• **What is expected**: You are asked to write out the full listing exactly as it stands.

*** Opening Excerpted data ***

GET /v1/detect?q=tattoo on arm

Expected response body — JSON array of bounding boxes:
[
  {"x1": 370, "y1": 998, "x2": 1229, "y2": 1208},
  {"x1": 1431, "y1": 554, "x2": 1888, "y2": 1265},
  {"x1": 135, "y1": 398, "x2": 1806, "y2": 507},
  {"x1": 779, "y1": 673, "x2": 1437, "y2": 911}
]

*** Closing Excerpted data ***

• **Written response**:
GET /v1/detect?q=tattoo on arm

Expected response body — JSON array of bounding boxes:
[
  {"x1": 370, "y1": 998, "x2": 1229, "y2": 1208},
  {"x1": 1431, "y1": 554, "x2": 1888, "y2": 1265},
  {"x1": 135, "y1": 398, "x2": 1806, "y2": 507},
  {"x1": 779, "y1": 673, "x2": 1437, "y2": 911}
]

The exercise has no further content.